Work order: Select and copy out every line in the records containing "step".

Data for review:

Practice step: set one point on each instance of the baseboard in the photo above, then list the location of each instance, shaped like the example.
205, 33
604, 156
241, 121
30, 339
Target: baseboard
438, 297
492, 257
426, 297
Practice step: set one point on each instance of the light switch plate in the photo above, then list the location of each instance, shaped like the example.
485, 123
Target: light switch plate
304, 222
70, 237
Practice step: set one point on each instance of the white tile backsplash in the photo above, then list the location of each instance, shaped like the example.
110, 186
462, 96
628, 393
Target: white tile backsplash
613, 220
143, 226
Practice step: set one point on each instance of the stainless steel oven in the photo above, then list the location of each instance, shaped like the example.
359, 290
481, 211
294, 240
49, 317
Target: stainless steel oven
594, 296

--

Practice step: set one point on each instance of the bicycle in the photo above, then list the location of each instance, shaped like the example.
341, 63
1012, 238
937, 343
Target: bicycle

Exercise output:
Practice step: set one point on each instance of the baseboard in the photo above, then list the location of each instance, shaped like the example.
Practice step: set one point on each instance of the light switch plate in the photo above, then list the location of each instance, shaped like the example.
Practice step: set one point on each instance of the white tile backsplash in the photo above, then list the location of each instance, shaped like the example.
Practice step: set one point on each instance of the stainless steel oven in the photo above, then list the location of each instance, shaped like the example.
Practice step: set one point on each instance of the bicycle in the photo above, then list the location of each instance, shaped like the example.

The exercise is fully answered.